Text for analysis: Begin

Jaxon Powell
Yeah I hate them too, but for different reasons. Their uncanny resemblance to us make me want to kill them
Parker Harris
dude apes are like 0.0000001% of human population calm down its been million years and they didnt discover fire yet
William Butler
>fails to understand evolution
Kayden Ward
Man I would just love to chain one to a wall and beat it with a hammer Yeah but that’s literally all they need. You need a single chimp to discover fire, or some zoo gook to teach one how to utilize it (they have done this, and it passed the knowledge down to its kids) and then release it. Have it get accepted into a wild pack of chimps, they all learn about fire and over the next few generations new uses are found for it yada yada fuck chimps were better off killing them. >gets his face and balls eaten by a chimp
Jayden Carter
Their strength requires calories. Lots and lots. Ironically, extracting energy is a very energy consuming activity. Between burning energy to extract energy and feeding that strong as fuck body, they simply cannot develop nearly the brain power we have. When our homonid ancestors mastered fire, they were able to accomplish a lot of the energy intensive work of digestion outside their bodies via cooking. This access to easily extracted calories is what got us our big melons, and we STILL had to sacrifice strength. If some distant descendant of chimps gets anywhere near human intelligence, they'll have to make the same sacrifice.

Text for analysis: End
Source material: Begin

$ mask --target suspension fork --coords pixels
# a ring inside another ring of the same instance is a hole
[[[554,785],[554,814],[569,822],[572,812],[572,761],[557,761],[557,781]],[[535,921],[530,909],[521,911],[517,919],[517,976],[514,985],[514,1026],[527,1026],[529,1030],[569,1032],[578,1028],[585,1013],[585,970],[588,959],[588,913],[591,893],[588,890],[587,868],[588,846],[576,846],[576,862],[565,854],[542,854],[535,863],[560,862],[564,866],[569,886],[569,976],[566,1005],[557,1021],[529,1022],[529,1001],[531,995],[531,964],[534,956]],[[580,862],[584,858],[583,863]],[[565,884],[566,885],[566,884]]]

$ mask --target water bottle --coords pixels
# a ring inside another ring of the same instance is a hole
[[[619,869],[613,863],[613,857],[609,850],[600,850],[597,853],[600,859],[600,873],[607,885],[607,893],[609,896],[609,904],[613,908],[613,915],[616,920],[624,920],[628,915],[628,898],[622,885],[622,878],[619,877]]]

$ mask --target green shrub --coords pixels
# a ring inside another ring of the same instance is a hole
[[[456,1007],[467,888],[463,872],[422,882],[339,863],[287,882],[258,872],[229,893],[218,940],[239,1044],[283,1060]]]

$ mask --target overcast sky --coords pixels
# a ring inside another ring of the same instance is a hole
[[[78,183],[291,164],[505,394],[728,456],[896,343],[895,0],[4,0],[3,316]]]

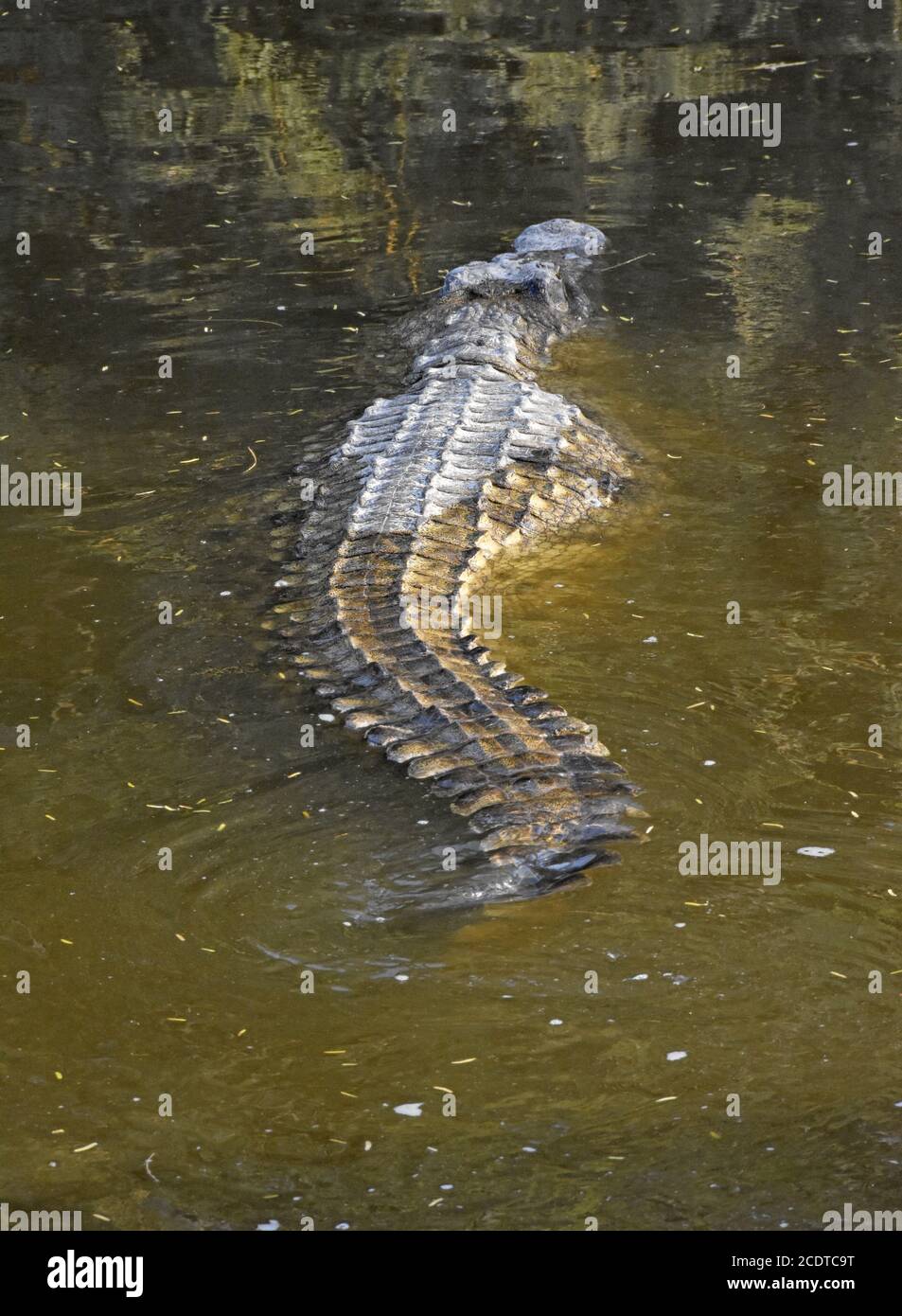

Source material: End

Exercise requirements:
a) In the thread, what does Jayden Carter say our ancestors were able to do once they mastered fire?
b) Say whether each statement agrees with the thread, giving yes or no and quoting the words that decide it. (i) Jayden Carter says the strength of chimps requires calories. (ii) Parker Harris says apes have already discovered fire. (iii) Jayden Carter says humans gained bigger brains without giving up any strength.

Results for each task:
a) They were able to accomplish a lot of the energy-intensive work of digestion outside their bodies by cooking.

b)
(i) Yes: "Their strength requires calories."
(ii) No: "they didnt discover fire yet"
(iii) No: "we STILL had to sacrifice strength"